- OBJECTIVE -
Print verbatim the stretch of the items below, from the line containing "In the photo above, where can the navy" through the line containing "column 176, row 414", including both of those lines.

- EXTRACTED MATERIAL -

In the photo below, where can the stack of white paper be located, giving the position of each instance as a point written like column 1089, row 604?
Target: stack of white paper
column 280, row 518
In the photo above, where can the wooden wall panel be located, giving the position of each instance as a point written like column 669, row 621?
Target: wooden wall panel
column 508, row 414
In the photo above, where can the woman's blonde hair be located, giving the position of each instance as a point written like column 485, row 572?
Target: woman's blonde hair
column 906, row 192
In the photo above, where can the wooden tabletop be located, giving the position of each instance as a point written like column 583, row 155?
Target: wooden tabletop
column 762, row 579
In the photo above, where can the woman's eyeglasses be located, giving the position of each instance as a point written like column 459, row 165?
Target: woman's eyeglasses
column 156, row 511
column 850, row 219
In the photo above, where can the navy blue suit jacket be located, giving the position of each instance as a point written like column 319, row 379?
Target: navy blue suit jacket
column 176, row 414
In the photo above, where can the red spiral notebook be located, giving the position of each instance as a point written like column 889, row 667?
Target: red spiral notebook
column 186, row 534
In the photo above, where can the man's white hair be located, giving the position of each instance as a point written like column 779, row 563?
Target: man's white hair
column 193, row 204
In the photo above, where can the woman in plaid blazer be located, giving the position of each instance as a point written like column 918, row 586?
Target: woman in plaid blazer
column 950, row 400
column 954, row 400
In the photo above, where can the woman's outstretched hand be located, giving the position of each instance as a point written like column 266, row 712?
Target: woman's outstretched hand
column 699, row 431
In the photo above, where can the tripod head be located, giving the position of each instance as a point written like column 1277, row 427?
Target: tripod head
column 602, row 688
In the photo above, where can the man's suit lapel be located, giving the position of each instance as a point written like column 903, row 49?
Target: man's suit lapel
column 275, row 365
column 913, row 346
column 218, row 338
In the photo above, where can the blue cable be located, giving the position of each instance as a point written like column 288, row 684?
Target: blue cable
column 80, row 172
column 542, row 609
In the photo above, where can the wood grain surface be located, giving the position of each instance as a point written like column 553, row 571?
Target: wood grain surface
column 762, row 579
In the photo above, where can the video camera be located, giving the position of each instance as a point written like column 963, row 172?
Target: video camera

- SOLVED PROBLEM -
In the photo above, where can the navy blue suit jacket be located, giving the position of each instance as a point written like column 319, row 379?
Target: navy blue suit jacket
column 176, row 414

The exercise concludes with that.